(Data entries)
::::::
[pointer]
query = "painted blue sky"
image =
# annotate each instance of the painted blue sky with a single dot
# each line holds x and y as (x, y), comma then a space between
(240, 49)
::::::
Exercise requirements: Rewrite the data entries above so that "dot" becomes "point" everywhere it appears. Leave everything else unchanged.

Answer for the task:
[pointer]
query = "painted blue sky"
image =
# annotate each instance of the painted blue sky with a single point
# each line holds x and y as (x, y), comma then a space between
(240, 49)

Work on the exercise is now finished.